--- EXERCISE ---
Nothing in the records may be left out or altered; reproduce them all exactly.

Top of RECORDS FOR PROCESSING

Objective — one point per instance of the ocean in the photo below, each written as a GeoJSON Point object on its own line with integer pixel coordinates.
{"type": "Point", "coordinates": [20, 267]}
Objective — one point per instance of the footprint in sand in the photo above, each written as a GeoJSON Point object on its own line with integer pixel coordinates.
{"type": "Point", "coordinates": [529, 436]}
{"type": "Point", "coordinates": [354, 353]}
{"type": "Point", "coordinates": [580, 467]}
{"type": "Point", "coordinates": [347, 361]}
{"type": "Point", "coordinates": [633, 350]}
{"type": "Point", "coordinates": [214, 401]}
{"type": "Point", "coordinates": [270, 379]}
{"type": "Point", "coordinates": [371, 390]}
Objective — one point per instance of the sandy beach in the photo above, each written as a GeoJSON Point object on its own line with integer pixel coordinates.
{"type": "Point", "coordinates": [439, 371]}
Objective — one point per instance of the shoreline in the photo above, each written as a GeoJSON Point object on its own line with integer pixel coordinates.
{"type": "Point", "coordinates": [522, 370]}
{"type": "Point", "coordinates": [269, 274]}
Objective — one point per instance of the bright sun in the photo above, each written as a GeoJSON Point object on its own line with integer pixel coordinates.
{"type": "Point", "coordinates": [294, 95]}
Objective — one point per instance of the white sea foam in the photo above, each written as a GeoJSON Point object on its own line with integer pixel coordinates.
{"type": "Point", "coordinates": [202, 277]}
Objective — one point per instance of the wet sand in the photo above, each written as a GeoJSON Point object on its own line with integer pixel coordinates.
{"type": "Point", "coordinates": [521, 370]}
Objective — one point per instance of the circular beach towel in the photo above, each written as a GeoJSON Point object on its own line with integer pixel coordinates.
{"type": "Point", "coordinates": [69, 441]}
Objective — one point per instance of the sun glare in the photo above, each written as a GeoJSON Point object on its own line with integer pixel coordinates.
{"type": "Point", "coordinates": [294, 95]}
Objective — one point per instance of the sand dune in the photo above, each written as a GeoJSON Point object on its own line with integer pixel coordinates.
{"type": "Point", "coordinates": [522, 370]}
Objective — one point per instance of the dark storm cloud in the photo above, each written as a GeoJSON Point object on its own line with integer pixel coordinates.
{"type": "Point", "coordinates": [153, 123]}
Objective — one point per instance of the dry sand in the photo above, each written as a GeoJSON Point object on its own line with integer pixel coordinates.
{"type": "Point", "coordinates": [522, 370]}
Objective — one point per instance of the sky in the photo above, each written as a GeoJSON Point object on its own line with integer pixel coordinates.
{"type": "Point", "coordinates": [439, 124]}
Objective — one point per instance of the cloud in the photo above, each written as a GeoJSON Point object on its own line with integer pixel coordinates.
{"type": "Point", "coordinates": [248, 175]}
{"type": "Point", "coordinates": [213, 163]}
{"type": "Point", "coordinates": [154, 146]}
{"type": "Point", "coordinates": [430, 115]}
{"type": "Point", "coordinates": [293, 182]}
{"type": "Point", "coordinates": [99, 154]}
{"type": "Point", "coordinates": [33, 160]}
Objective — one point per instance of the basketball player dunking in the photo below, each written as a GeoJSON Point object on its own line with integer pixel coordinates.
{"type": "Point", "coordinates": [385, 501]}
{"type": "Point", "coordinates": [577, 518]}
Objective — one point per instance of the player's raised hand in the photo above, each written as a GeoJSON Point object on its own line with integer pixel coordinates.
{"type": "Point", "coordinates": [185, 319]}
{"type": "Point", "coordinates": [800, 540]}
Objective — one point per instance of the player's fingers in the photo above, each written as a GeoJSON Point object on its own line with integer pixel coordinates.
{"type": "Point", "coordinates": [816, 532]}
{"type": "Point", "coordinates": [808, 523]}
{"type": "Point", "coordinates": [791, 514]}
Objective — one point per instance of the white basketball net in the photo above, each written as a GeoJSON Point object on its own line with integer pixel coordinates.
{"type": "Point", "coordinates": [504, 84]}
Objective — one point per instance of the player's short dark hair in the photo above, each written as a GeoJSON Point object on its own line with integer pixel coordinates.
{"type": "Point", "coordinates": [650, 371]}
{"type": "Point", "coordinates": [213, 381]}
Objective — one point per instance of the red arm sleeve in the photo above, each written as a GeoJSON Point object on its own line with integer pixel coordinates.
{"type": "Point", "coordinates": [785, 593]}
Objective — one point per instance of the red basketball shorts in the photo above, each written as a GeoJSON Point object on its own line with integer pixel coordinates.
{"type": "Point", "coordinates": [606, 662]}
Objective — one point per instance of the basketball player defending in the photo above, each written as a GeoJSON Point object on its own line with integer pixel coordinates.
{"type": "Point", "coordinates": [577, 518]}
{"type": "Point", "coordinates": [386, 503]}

Bottom of RECORDS FOR PROCESSING

--- RESPONSE TO THIS TASK ---
Objective — one point per instance of the ocean in the photo below, each written as a GeoJSON Point object on its own line with integer pixel coordinates.
{"type": "Point", "coordinates": [20, 267]}
Objective — one point per instance of the footprint in sand in the photo above, each written as a GeoJSON Point object on its own line with integer pixel coordinates.
{"type": "Point", "coordinates": [529, 436]}
{"type": "Point", "coordinates": [354, 353]}
{"type": "Point", "coordinates": [580, 467]}
{"type": "Point", "coordinates": [347, 361]}
{"type": "Point", "coordinates": [633, 350]}
{"type": "Point", "coordinates": [214, 401]}
{"type": "Point", "coordinates": [270, 379]}
{"type": "Point", "coordinates": [371, 390]}
Objective — one point per instance of the sandy beach in the photo above, each written as a GeoJSON Point object on its own line with integer pixel coordinates.
{"type": "Point", "coordinates": [439, 371]}
Objective — one point per instance of the shoreline in the photo above, each written as a GeoJSON Point object on its own line with integer pixel coordinates.
{"type": "Point", "coordinates": [522, 370]}
{"type": "Point", "coordinates": [269, 274]}
Objective — one point per instance of the bright sun in the photo above, each written as a GeoJSON Point object on its own line with integer pixel coordinates.
{"type": "Point", "coordinates": [294, 95]}
Objective — one point per instance of the white sea foam in the photo above, each written as a GeoJSON Point object on its own line with integer pixel coordinates.
{"type": "Point", "coordinates": [202, 277]}
Objective — one point per instance of the wet sand in the photo above, each written as a GeoJSON Point object on its own line with integer pixel coordinates.
{"type": "Point", "coordinates": [521, 370]}
Objective — one point per instance of the circular beach towel in the photo above, each written as a GeoJSON Point object on its own line with integer pixel coordinates.
{"type": "Point", "coordinates": [69, 441]}
Objective — one point per instance of the sun glare in the photo above, each written as a GeoJSON Point object on its own line with integer pixel coordinates.
{"type": "Point", "coordinates": [294, 95]}
Objective — one point per instance of the sand dune in the photo above, each written as a GeoJSON Point object on its own line with integer pixel coordinates.
{"type": "Point", "coordinates": [522, 370]}
Objective — one point per instance of the dark storm cloud in the photo above, each written as a GeoJSON Point object on its own line with integer pixel coordinates.
{"type": "Point", "coordinates": [153, 123]}
Objective — one point per instance of the dry sand in the photo above, each written as a GeoJSON Point object on its own line with integer pixel coordinates.
{"type": "Point", "coordinates": [522, 370]}
Objective — one point per instance of the sky in the photo above, each written as a GeoJSON Point object on its own line with integer pixel coordinates.
{"type": "Point", "coordinates": [439, 124]}
Objective — one point per instance of the cloud in the photo above, each written as a GeoJSON Point object on its own line with integer pixel coordinates.
{"type": "Point", "coordinates": [248, 175]}
{"type": "Point", "coordinates": [213, 163]}
{"type": "Point", "coordinates": [154, 146]}
{"type": "Point", "coordinates": [430, 115]}
{"type": "Point", "coordinates": [293, 182]}
{"type": "Point", "coordinates": [99, 154]}
{"type": "Point", "coordinates": [33, 160]}
Objective — one point per instance of the basketball player dunking in the photo below, each written as a GeoJSON Point object on its own line with integer pixel coordinates.
{"type": "Point", "coordinates": [385, 501]}
{"type": "Point", "coordinates": [577, 518]}
Objective — one point per instance of the player's raised hand in the photo above, each written as a GeoJSON Point object on its own line with integer pixel coordinates.
{"type": "Point", "coordinates": [185, 319]}
{"type": "Point", "coordinates": [800, 540]}
Objective — one point per instance of the player's fingers in the photo above, each written as a GeoJSON Point object on its own line with integer pixel coordinates.
{"type": "Point", "coordinates": [816, 532]}
{"type": "Point", "coordinates": [808, 523]}
{"type": "Point", "coordinates": [791, 514]}
Objective — one point per instance of the white basketball net in the photo above, each written as a GeoJSON Point object on its own line with integer pixel coordinates.
{"type": "Point", "coordinates": [504, 84]}
Objective — one point per instance of the player's short dark hair in the photo above, each written as a GeoJSON Point object on its own line with integer pixel coordinates.
{"type": "Point", "coordinates": [650, 371]}
{"type": "Point", "coordinates": [213, 381]}
Objective — one point per instance of the red arm sleeve in the photo above, each written as a GeoJSON Point object on its own line with integer pixel coordinates.
{"type": "Point", "coordinates": [785, 593]}
Objective — one point per instance of the red basketball shorts in the photo above, each written as a GeoJSON Point object on its own line with integer pixel coordinates.
{"type": "Point", "coordinates": [606, 662]}
Objective — one point per instance of the basketball player defending in the photo above, each written as a GeoJSON Point object on its own line with integer pixel coordinates.
{"type": "Point", "coordinates": [577, 518]}
{"type": "Point", "coordinates": [386, 503]}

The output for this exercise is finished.